Thus, when you set meq=1, you're telling solve.QP that the first constraint must not be a inequality, but an equality: in other words, you're saying that $\pi_1$ must be 0. And as a matter of fact, solve.QP returns you a solution where $\pi_1=0$.

solve.QP(Dmat = Dmat, dvec = dvec, Amat = Amat, bvec = bvec, meq=1, factorized = F)
$solution
[1] 0.0000000 0.3582641 0.6358091

$value
[1] -12.71193

$unconstrained.solution
[1] 0.2024494 0.2646992 0.5357331

Anyway, since you only require $\pi_i\ge 0 \quad i=1,\dots,3$, you must set meq=0, i.e., you need to tell solve.QP that all constraints are inequality constraints. You could even avoid passing a value for meq=0 in the call to solve.QP, anyway, since meq=0 is the default. Now, since the unconstrained solution satisfies the constraints, then it's also the constrained solution, and that's why the two solutions are equal:

solve.QP(Dmat = Dmat, dvec = dvec, Amat = Amat, bvec = bvec, meq=0, factorized = F)
$solution
[1] 0.2024494 0.2646992 0.5357331

$value
[1] -12.91278

$unconstrained.solution
[1] 0.2024494 0.2646992 0.5357331

EDIT concerning the possibility of other solutions, and thus the need for global methods. This specific optimization problem belongs to the family of convex optimization problems. For this kind of problems, a local minimum is also a global minimum. Since you already found a local minimum, you don't need to do anything else. Note that for another, non-convex, optimization problem, this wouldn't be true anymore.

Two side notes:

  1. you cannot impose strict inequality constraints with solve.QP, thus the right way to write your constraints is $\pi_i\ge 0 \quad i=1,\dots,3$, not $\pi_i\gt 0 \quad i=1,\dots,3$
  2. I find that solve.QP from quadprog has a counterintuitive interface, and it can be less robust than alternatives. I suggest you have a look at lsei from package limSolve. You can find a worked example here. Since the interface is different, be sure to read the vignette carefully if you decide to use lsei.

EDIT: the OP seems to be expecially interested in the case of strict inequality constraints, thus I add a couple of well-known tricks to deal with them. First of all, solve the problem with not strict inequality constraints: if the constraints are not active in the solution of the constrained problem, i.e., if the solution satisfies the strict inequality constraints, then you're all set. For example, in the second case where meq=0, solve.QP, which uses non-strict inequality constraints, found a solution where all coefficients are strictly $>0$, i.e., the constraints are not active in the constrained solution.

Challenge 1 -> Tally the lines of the listing below that contain the string "doorway", and give only the number.

Raw records ->
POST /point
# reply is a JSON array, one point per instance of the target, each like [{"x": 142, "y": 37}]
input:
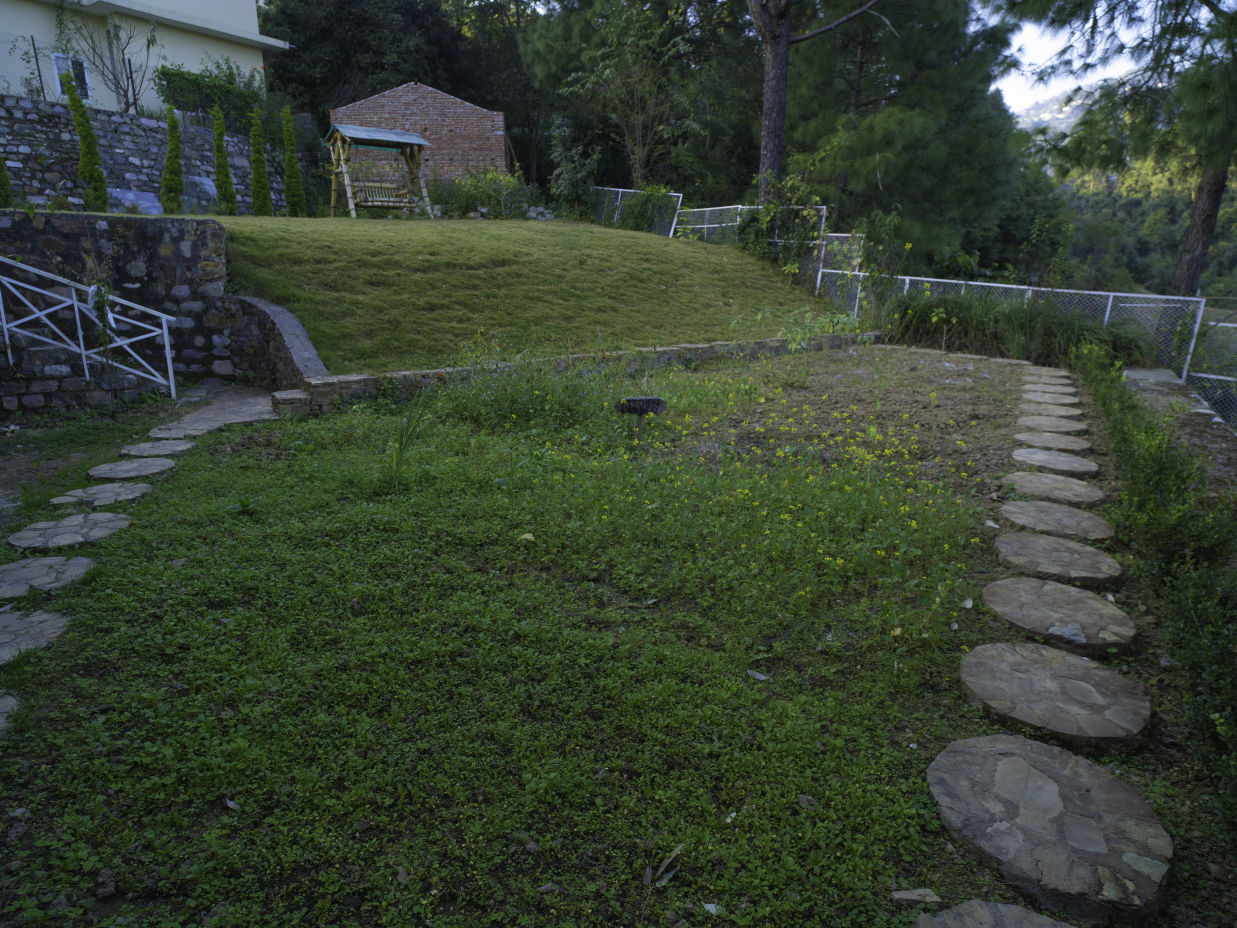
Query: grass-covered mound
[{"x": 381, "y": 295}]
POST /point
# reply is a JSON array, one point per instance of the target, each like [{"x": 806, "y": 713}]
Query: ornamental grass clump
[
  {"x": 260, "y": 182},
  {"x": 94, "y": 196},
  {"x": 171, "y": 186},
  {"x": 225, "y": 193}
]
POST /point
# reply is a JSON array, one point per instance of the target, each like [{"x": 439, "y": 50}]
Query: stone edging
[{"x": 321, "y": 392}]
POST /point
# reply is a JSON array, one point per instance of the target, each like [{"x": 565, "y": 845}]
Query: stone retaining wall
[{"x": 40, "y": 149}]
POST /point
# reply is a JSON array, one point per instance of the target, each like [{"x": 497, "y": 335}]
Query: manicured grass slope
[{"x": 382, "y": 295}]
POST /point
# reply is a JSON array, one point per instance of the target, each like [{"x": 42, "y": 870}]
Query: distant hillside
[{"x": 1057, "y": 113}]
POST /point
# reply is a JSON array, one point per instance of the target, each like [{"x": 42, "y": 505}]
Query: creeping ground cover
[{"x": 484, "y": 660}]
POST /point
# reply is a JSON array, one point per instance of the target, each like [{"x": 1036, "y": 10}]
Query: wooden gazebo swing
[{"x": 370, "y": 193}]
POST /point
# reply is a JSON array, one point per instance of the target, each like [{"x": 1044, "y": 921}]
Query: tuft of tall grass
[{"x": 1034, "y": 330}]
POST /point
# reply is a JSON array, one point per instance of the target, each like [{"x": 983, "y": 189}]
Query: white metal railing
[{"x": 97, "y": 330}]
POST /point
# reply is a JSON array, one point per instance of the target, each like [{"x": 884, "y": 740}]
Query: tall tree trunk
[
  {"x": 777, "y": 67},
  {"x": 1198, "y": 239}
]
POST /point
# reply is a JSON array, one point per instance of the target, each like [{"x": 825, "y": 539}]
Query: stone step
[
  {"x": 1052, "y": 486},
  {"x": 129, "y": 469},
  {"x": 1057, "y": 827},
  {"x": 1071, "y": 697},
  {"x": 1057, "y": 519},
  {"x": 26, "y": 631},
  {"x": 1050, "y": 459},
  {"x": 51, "y": 573},
  {"x": 1053, "y": 410},
  {"x": 1039, "y": 396},
  {"x": 976, "y": 913},
  {"x": 157, "y": 449},
  {"x": 1055, "y": 441},
  {"x": 1073, "y": 619},
  {"x": 1050, "y": 423},
  {"x": 69, "y": 531},
  {"x": 102, "y": 495},
  {"x": 1053, "y": 558}
]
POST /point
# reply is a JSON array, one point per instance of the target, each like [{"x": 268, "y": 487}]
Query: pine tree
[
  {"x": 293, "y": 189},
  {"x": 225, "y": 193},
  {"x": 261, "y": 183},
  {"x": 171, "y": 186},
  {"x": 5, "y": 187},
  {"x": 89, "y": 162}
]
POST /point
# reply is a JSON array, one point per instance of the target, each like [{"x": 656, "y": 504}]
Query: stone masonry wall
[
  {"x": 462, "y": 136},
  {"x": 40, "y": 149}
]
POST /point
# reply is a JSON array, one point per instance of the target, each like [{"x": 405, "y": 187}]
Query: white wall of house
[{"x": 188, "y": 32}]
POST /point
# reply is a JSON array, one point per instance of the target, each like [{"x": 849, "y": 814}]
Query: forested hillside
[{"x": 883, "y": 110}]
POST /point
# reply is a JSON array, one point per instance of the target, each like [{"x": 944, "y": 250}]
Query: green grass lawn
[{"x": 385, "y": 295}]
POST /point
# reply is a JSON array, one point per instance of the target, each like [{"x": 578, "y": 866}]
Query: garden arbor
[{"x": 410, "y": 146}]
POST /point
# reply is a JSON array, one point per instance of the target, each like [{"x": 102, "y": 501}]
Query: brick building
[{"x": 463, "y": 137}]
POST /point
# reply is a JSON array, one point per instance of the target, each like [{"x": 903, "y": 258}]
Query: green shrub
[
  {"x": 94, "y": 196},
  {"x": 225, "y": 193},
  {"x": 1185, "y": 542},
  {"x": 5, "y": 187},
  {"x": 293, "y": 189},
  {"x": 171, "y": 184},
  {"x": 260, "y": 183}
]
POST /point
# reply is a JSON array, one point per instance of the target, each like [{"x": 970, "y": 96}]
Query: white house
[{"x": 113, "y": 47}]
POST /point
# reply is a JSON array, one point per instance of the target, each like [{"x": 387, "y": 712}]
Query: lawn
[
  {"x": 386, "y": 295},
  {"x": 535, "y": 672}
]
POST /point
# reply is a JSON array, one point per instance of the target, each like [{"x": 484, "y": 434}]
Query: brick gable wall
[{"x": 463, "y": 137}]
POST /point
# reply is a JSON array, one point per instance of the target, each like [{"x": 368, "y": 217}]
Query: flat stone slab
[
  {"x": 1050, "y": 423},
  {"x": 1057, "y": 519},
  {"x": 976, "y": 913},
  {"x": 1052, "y": 486},
  {"x": 1055, "y": 441},
  {"x": 1053, "y": 558},
  {"x": 1054, "y": 460},
  {"x": 1053, "y": 824},
  {"x": 26, "y": 631},
  {"x": 19, "y": 578},
  {"x": 1070, "y": 696},
  {"x": 1039, "y": 396},
  {"x": 1074, "y": 619},
  {"x": 157, "y": 449},
  {"x": 1055, "y": 410},
  {"x": 103, "y": 494},
  {"x": 71, "y": 530},
  {"x": 129, "y": 469}
]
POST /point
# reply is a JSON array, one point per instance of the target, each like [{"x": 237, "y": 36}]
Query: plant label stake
[{"x": 641, "y": 406}]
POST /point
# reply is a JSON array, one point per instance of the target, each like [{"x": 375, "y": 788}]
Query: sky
[{"x": 1034, "y": 46}]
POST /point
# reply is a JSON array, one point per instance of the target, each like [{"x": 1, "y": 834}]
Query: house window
[{"x": 77, "y": 68}]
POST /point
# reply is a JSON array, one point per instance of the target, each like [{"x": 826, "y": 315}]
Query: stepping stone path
[
  {"x": 1055, "y": 558},
  {"x": 1057, "y": 519},
  {"x": 68, "y": 531},
  {"x": 26, "y": 631},
  {"x": 976, "y": 913},
  {"x": 1055, "y": 460},
  {"x": 157, "y": 449},
  {"x": 1038, "y": 396},
  {"x": 1053, "y": 410},
  {"x": 1055, "y": 441},
  {"x": 19, "y": 578},
  {"x": 103, "y": 494},
  {"x": 1050, "y": 423},
  {"x": 1057, "y": 827},
  {"x": 1071, "y": 697},
  {"x": 1053, "y": 486},
  {"x": 126, "y": 469},
  {"x": 1078, "y": 620}
]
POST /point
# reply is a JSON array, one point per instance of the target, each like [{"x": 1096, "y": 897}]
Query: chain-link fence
[
  {"x": 1170, "y": 322},
  {"x": 615, "y": 206}
]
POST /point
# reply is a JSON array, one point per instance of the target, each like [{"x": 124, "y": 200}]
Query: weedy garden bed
[{"x": 487, "y": 661}]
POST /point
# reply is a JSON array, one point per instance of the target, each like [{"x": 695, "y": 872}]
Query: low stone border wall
[{"x": 322, "y": 394}]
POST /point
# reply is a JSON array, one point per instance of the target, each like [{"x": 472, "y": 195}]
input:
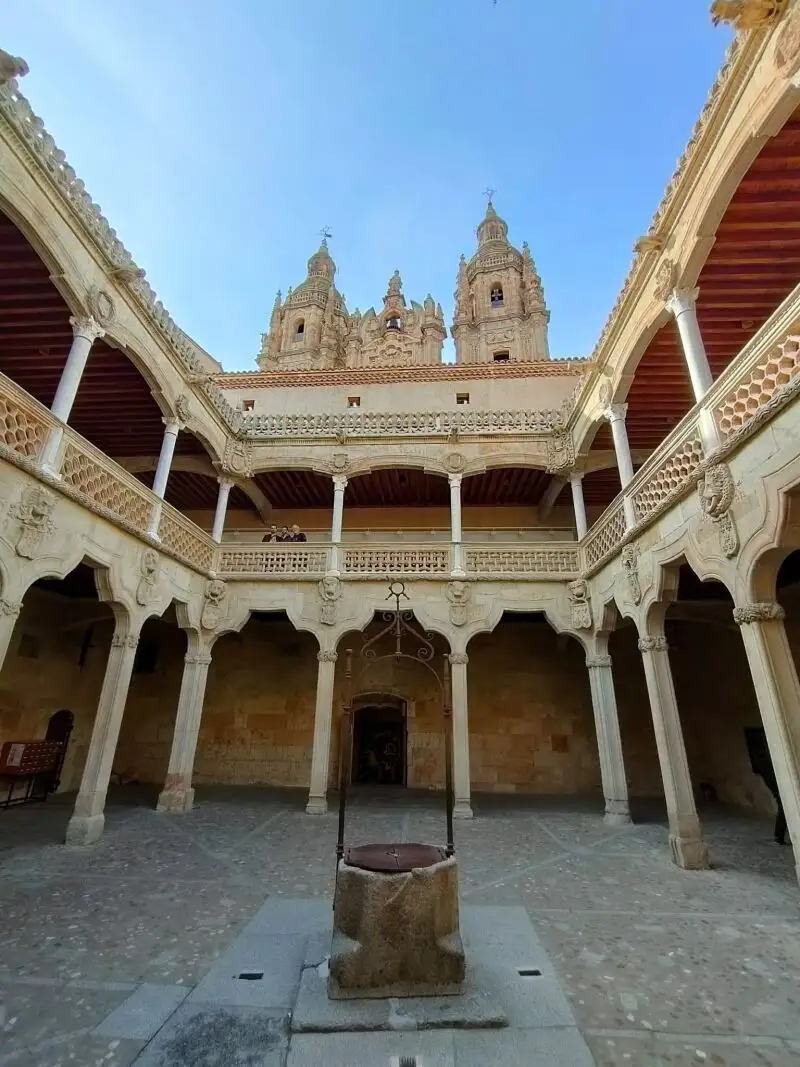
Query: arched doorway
[{"x": 380, "y": 741}]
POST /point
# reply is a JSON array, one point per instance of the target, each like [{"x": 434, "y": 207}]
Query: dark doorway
[
  {"x": 379, "y": 745},
  {"x": 59, "y": 728}
]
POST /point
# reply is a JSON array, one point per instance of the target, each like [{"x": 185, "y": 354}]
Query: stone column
[
  {"x": 609, "y": 742},
  {"x": 85, "y": 332},
  {"x": 340, "y": 484},
  {"x": 9, "y": 615},
  {"x": 85, "y": 826},
  {"x": 463, "y": 808},
  {"x": 576, "y": 482},
  {"x": 322, "y": 725},
  {"x": 222, "y": 506},
  {"x": 686, "y": 839},
  {"x": 616, "y": 415},
  {"x": 682, "y": 304},
  {"x": 177, "y": 794},
  {"x": 456, "y": 531},
  {"x": 778, "y": 693},
  {"x": 172, "y": 428}
]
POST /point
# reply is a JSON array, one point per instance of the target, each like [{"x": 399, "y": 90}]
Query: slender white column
[
  {"x": 222, "y": 506},
  {"x": 609, "y": 742},
  {"x": 616, "y": 415},
  {"x": 322, "y": 725},
  {"x": 576, "y": 482},
  {"x": 683, "y": 304},
  {"x": 177, "y": 794},
  {"x": 85, "y": 332},
  {"x": 686, "y": 839},
  {"x": 340, "y": 483},
  {"x": 778, "y": 693},
  {"x": 172, "y": 428},
  {"x": 463, "y": 807},
  {"x": 456, "y": 531},
  {"x": 9, "y": 615},
  {"x": 88, "y": 819}
]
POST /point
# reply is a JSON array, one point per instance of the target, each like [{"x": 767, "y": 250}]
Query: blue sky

Challenge 2 -> Render this sentence from the text on solve.QP into French: "This specific optimization problem belongs to the family of convex optimization problems."

Full response 1 -> 2

Full response 2 -> Ce problème d'optimisation particulier appartient à la famille des problèmes d'optimisation convexes.